Work to do. Find each line below that contains the string "Phrase" and copy those lines out. Case matters.

Labeled-object pointing entries:

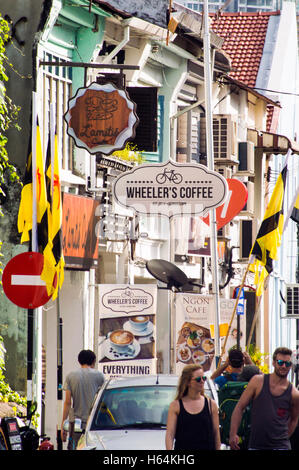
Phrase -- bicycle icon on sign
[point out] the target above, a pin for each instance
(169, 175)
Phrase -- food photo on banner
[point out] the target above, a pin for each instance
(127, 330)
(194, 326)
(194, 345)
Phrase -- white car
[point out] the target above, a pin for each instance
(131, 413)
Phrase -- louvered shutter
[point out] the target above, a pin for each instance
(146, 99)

==

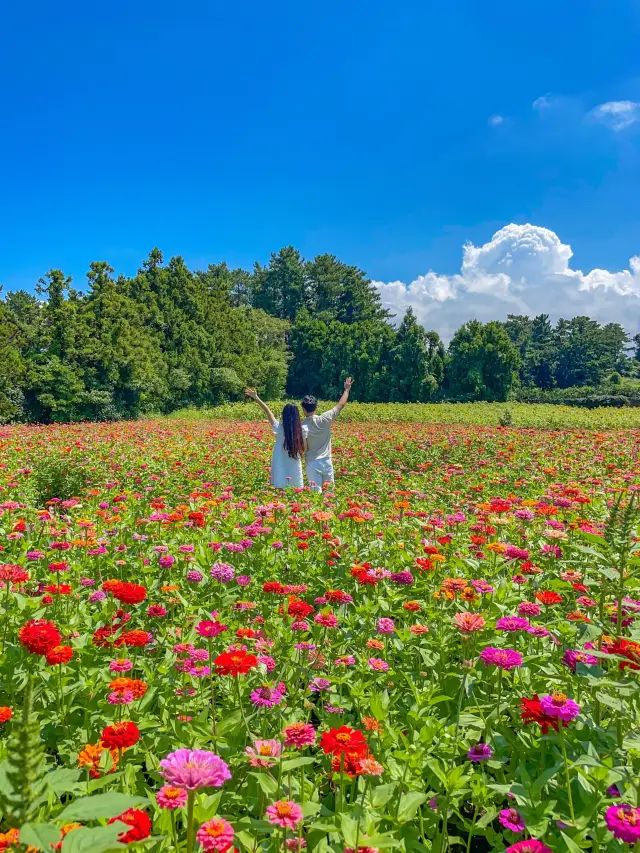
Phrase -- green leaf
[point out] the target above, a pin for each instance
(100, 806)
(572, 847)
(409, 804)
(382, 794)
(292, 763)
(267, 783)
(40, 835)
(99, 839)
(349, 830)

Result of this exercise.
Phrase -- bicycle icon on sign
Phrase -- food photo on banner
Phrase -- white car
Phrase -- louvered shutter
Phrase -- green leaf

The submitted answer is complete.